[DOCUMENT SEGMENT Boundary: Start]

The goal of most photography compositions is to create an image with a clear and distinct subject that creates interest for the viewer. There are many ways to create interest in a photo, but one of my favorites, and one of the easiest to accomplish, is to get closer to the subject and fill most or all of the frame.
This is part three in a series of videos about composition tips based on assignments I use with Introduction to Photography students at Highline College near Seattle, Washington. Read parts one and two.
There are several powerful things that happen in your image when you get closer to your subject. First, when you fill the frame with the subject, there’s less room for distracting background elements. Second, when you get closer, the subject can become more abstract and an interesting collection of textures and details, rather than a specific object. Third, when you get closer to your subject, you’re increasing the relative distance to the background, which will make any background elements less in focus. Fourth, getting closer has the potential to create a sense of intimacy and connection with your subject.
A technique I’ll use often is to get closer to a detailed portion of a subject, when a photo of the whole subject would be less interesting due to elements around it. An example of this is at car shows: there are lots of amazing and interesting subjects, but there’s no way to photograph an entire car without including other cars, people, reflections, and distracting background elements.
How close is close enough?
My suggestion and preference is to get as close as physically possible and still have my lens be able to focus on the subject. How close is that? It depends; in this type of photography you’ll be dealing with the minimum focusing distance for your lens. For most camera lenses, that distance is anywhere from six inches to two feet. This means, if you are closer to your subject than the lens’s minimum focusing distance, your subject will be out of focus.
If you find you really enjoy close-up photography, you might consider a macro lens, which has the ability to focus very close and produce images at one-to-one size or more. These specialized lenses can be expensive ($400 – thousands of dollars), but there is another option! My less expensive choice is to use extension tubes, attached to the back of any of my lenses, to achieve the ability to focus more closely. Extension tubes are usually less than $100 for a set. The more tubes you add between the lens and the camera, the closer you will be able to focus. It will take some experimenting to see which lens of yours works best.

[DOCUMENT SEGMENT Boundary: End]
[GIVEN DATA Boundary: Start]

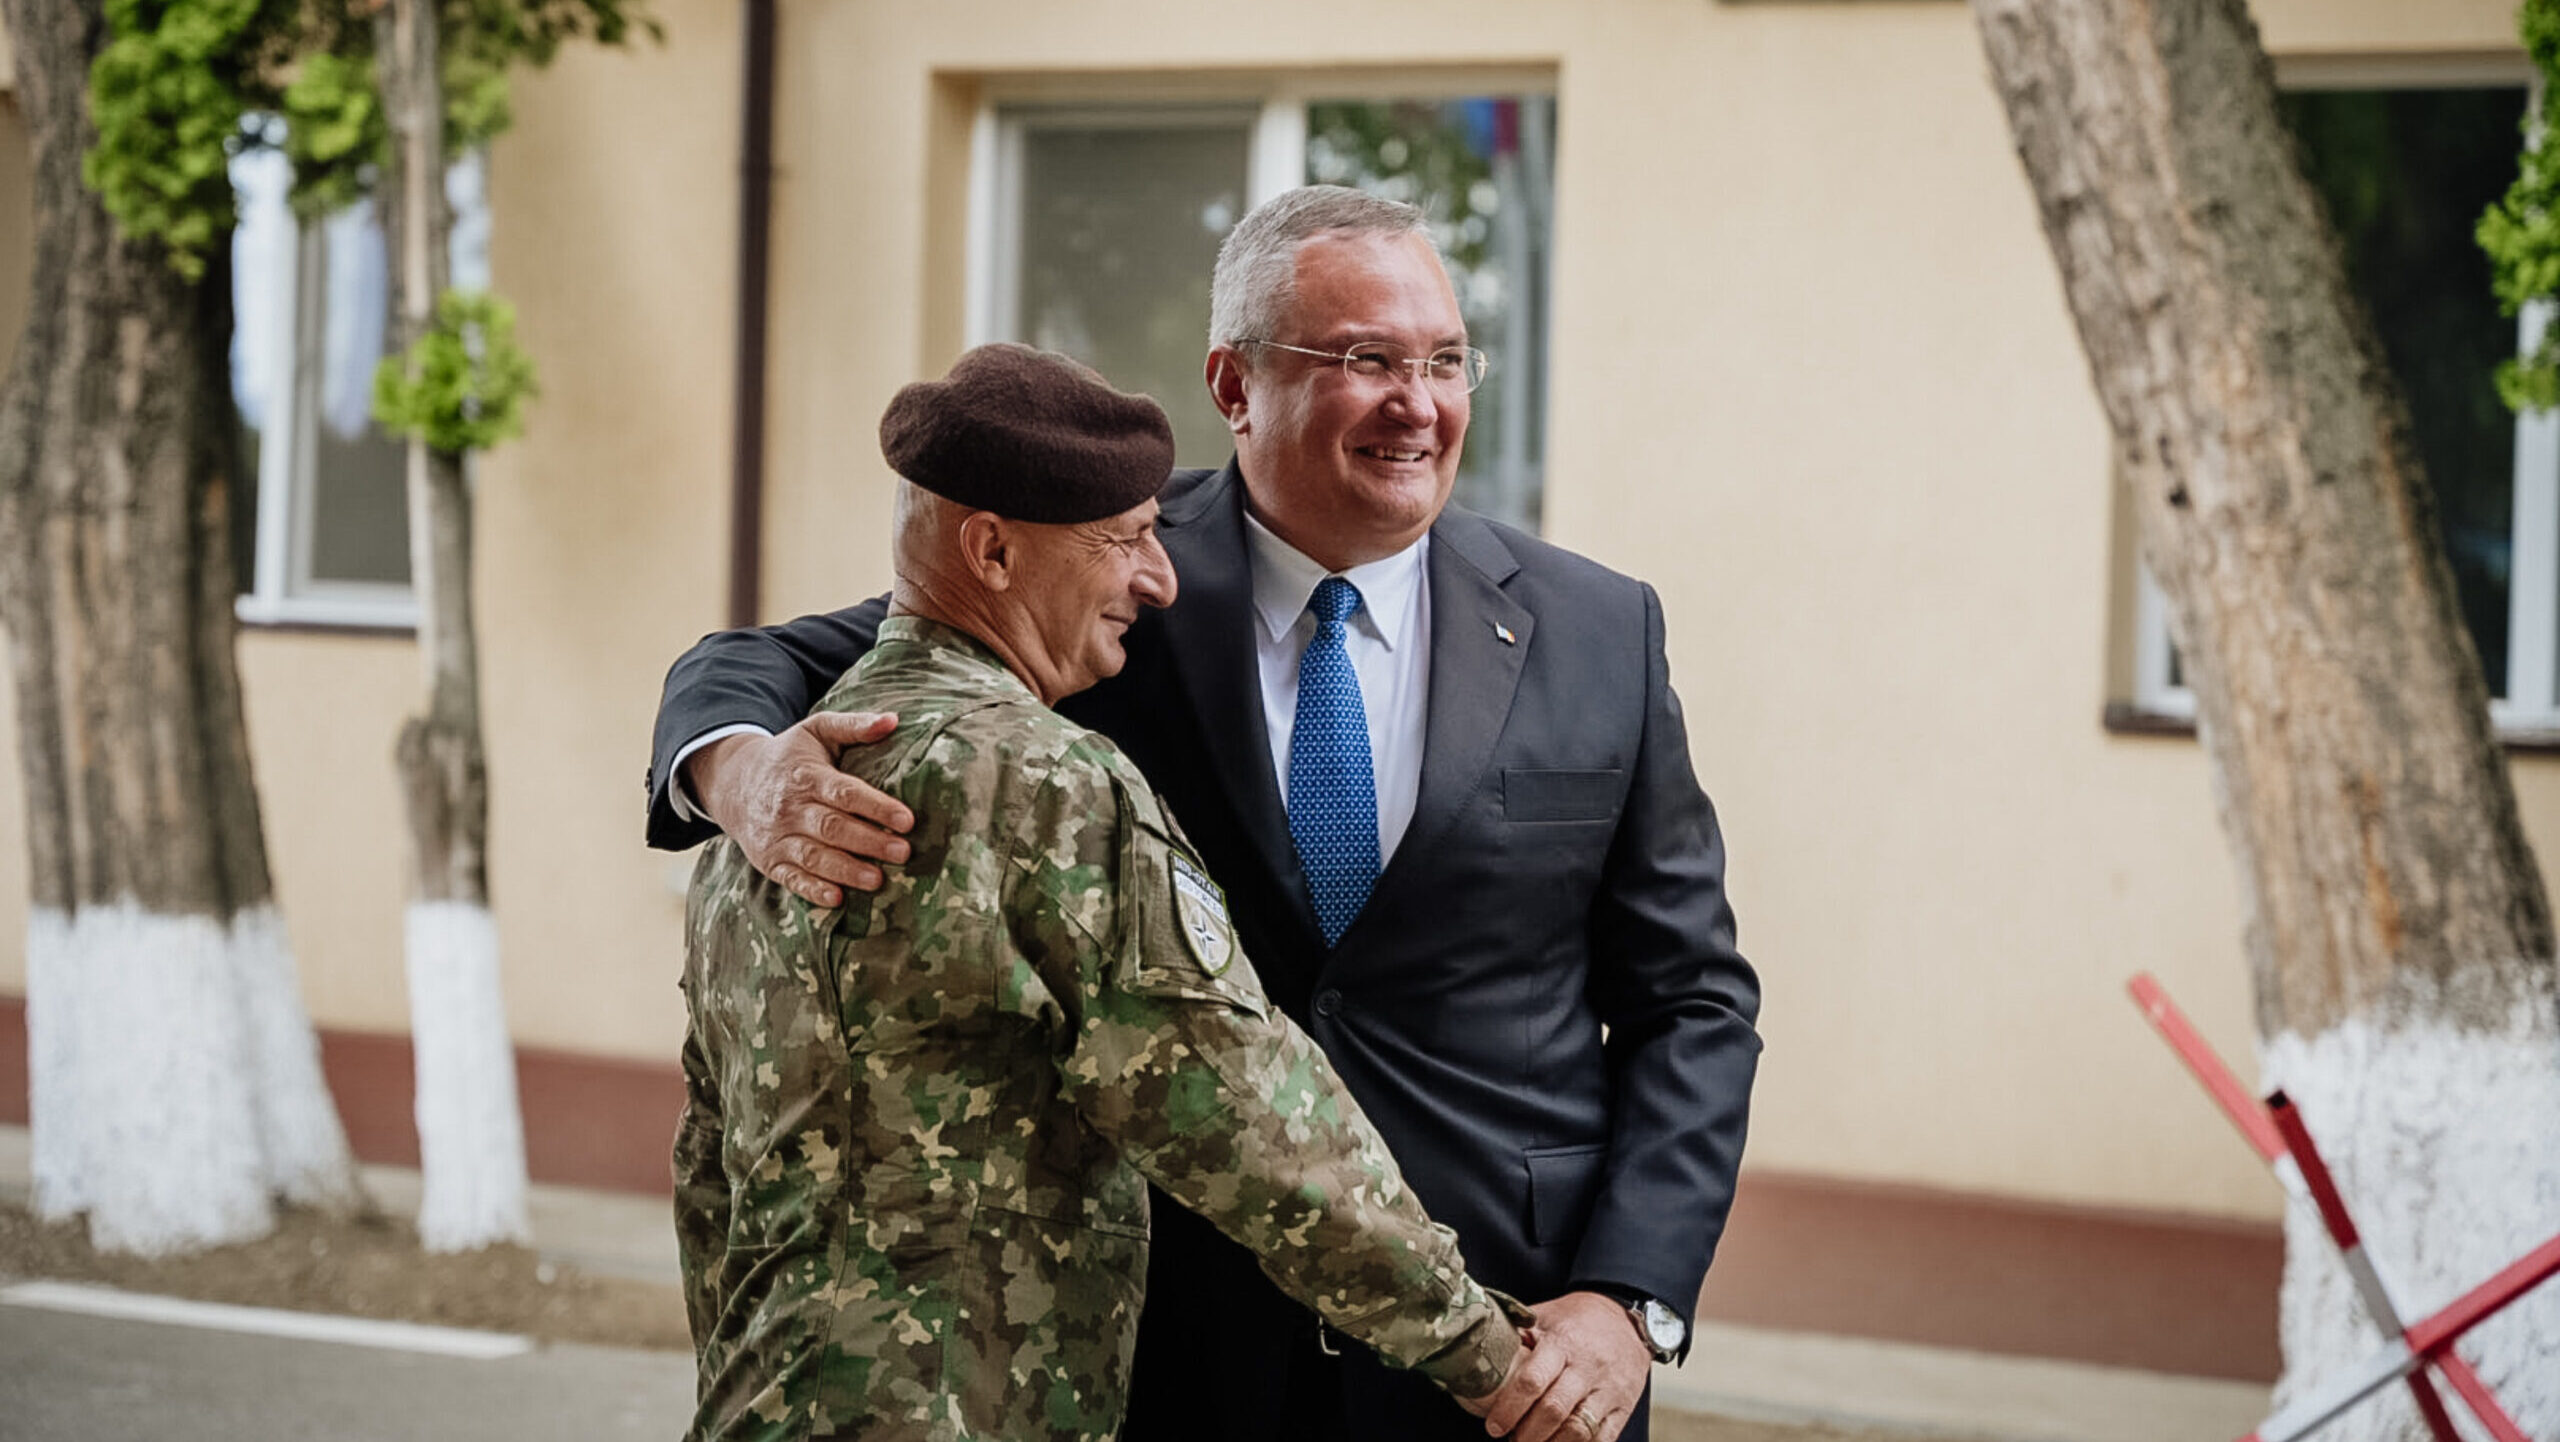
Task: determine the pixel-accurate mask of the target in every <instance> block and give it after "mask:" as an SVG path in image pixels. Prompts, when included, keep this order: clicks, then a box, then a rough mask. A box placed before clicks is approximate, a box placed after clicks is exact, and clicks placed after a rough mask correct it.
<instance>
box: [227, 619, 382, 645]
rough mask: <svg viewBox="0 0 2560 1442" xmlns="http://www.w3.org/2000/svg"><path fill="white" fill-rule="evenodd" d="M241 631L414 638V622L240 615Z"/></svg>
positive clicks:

[GIVEN DATA Boundary: End]

TASK TO COMPLETE -
Reproduce the part of the article on close-up photography between "There are several" and "with your subject.", inclusive.

EXPECTED ANSWER -
There are several powerful things that happen in your image when you get closer to your subject. First, when you fill the frame with the subject, there’s less room for distracting background elements. Second, when you get closer, the subject can become more abstract and an interesting collection of textures and details, rather than a specific object. Third, when you get closer to your subject, you’re increasing the relative distance to the background, which will make any background elements less in focus. Fourth, getting closer has the potential to create a sense of intimacy and connection with your subject.